START INPUT
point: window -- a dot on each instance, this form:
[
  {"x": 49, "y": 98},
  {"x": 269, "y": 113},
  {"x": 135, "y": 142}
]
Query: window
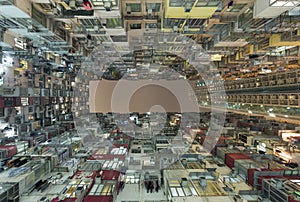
[
  {"x": 155, "y": 7},
  {"x": 133, "y": 7},
  {"x": 135, "y": 26},
  {"x": 151, "y": 25},
  {"x": 1, "y": 112}
]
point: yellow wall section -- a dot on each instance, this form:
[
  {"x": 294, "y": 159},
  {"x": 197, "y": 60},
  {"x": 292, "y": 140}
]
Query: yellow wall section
[{"x": 196, "y": 12}]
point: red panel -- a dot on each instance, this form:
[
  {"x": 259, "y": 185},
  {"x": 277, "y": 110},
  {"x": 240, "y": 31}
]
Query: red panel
[
  {"x": 1, "y": 102},
  {"x": 17, "y": 101},
  {"x": 42, "y": 101},
  {"x": 251, "y": 176},
  {"x": 31, "y": 101}
]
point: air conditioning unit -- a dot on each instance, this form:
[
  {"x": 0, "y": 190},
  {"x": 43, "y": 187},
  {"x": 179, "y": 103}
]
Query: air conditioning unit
[
  {"x": 175, "y": 28},
  {"x": 107, "y": 5},
  {"x": 186, "y": 28},
  {"x": 188, "y": 7},
  {"x": 128, "y": 10}
]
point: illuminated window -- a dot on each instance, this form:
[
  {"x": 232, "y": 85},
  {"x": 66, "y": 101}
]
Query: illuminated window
[{"x": 133, "y": 7}]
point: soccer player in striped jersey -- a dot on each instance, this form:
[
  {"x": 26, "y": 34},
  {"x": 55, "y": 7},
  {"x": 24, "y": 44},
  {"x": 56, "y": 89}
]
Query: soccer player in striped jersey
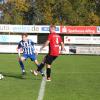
[
  {"x": 27, "y": 46},
  {"x": 54, "y": 41}
]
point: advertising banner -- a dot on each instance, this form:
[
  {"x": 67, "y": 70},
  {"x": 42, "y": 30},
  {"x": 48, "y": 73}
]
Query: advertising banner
[
  {"x": 78, "y": 29},
  {"x": 88, "y": 50},
  {"x": 16, "y": 38},
  {"x": 13, "y": 49},
  {"x": 82, "y": 39}
]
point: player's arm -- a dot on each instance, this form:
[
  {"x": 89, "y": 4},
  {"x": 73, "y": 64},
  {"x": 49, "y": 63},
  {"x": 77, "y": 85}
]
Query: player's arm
[
  {"x": 62, "y": 46},
  {"x": 45, "y": 44},
  {"x": 19, "y": 50}
]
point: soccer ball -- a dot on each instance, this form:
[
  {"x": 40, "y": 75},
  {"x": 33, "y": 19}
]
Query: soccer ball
[{"x": 1, "y": 76}]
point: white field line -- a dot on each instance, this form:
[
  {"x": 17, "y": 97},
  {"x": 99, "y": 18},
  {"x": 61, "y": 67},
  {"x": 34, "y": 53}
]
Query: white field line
[{"x": 42, "y": 89}]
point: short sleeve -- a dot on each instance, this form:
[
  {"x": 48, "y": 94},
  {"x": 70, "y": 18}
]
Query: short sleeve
[
  {"x": 49, "y": 37},
  {"x": 19, "y": 45},
  {"x": 32, "y": 43},
  {"x": 60, "y": 39}
]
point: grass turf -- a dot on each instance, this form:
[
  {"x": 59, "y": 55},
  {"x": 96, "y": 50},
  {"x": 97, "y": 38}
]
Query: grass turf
[{"x": 73, "y": 78}]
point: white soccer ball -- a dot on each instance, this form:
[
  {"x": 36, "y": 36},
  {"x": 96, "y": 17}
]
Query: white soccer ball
[{"x": 1, "y": 76}]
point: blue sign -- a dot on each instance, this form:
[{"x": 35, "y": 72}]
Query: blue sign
[{"x": 46, "y": 28}]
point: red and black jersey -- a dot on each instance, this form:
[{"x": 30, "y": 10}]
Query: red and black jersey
[{"x": 55, "y": 41}]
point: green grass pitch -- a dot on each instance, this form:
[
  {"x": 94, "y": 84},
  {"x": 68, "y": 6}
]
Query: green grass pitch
[{"x": 74, "y": 77}]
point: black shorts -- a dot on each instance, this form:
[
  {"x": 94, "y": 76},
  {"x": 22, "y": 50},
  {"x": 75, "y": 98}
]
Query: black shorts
[{"x": 49, "y": 59}]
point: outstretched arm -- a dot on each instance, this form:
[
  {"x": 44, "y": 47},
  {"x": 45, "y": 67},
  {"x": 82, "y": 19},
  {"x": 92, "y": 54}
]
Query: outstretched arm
[
  {"x": 62, "y": 47},
  {"x": 45, "y": 44}
]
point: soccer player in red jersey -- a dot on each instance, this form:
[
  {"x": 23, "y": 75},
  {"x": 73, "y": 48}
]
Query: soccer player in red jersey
[{"x": 54, "y": 41}]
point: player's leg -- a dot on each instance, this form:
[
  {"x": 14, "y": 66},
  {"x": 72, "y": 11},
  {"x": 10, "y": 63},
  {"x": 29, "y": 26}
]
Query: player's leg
[
  {"x": 34, "y": 58},
  {"x": 48, "y": 72},
  {"x": 49, "y": 61},
  {"x": 41, "y": 66},
  {"x": 21, "y": 59},
  {"x": 38, "y": 65}
]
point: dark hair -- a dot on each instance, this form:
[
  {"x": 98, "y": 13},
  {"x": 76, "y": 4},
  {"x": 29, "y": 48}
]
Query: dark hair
[
  {"x": 52, "y": 26},
  {"x": 25, "y": 34}
]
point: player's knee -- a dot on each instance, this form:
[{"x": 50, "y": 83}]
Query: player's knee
[
  {"x": 48, "y": 66},
  {"x": 22, "y": 59}
]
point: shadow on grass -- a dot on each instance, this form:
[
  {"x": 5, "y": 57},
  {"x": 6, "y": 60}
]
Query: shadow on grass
[
  {"x": 18, "y": 76},
  {"x": 13, "y": 75}
]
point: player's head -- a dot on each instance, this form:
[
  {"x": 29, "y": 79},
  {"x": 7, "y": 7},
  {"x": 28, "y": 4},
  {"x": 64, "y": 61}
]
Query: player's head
[
  {"x": 24, "y": 36},
  {"x": 52, "y": 29}
]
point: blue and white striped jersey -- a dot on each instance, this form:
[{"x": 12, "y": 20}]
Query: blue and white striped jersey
[{"x": 27, "y": 46}]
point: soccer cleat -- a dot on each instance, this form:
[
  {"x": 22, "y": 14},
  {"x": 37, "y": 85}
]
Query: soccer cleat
[
  {"x": 23, "y": 72},
  {"x": 48, "y": 79},
  {"x": 43, "y": 74},
  {"x": 34, "y": 72}
]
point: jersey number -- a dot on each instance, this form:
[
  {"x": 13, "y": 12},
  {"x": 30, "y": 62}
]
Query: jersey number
[{"x": 57, "y": 41}]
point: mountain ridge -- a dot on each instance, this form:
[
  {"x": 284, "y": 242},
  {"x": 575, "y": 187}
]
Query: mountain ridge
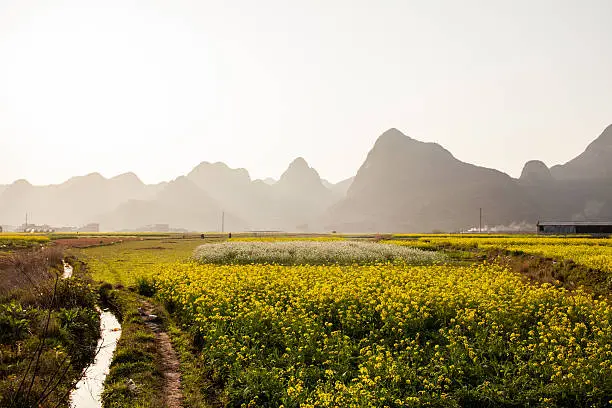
END INPUT
Gather and copy every line of the data in which the string "ridge" is found.

__ANSWER SECTION__.
point: mountain ridge -- a dot on each instance, this form:
Query: mountain ridge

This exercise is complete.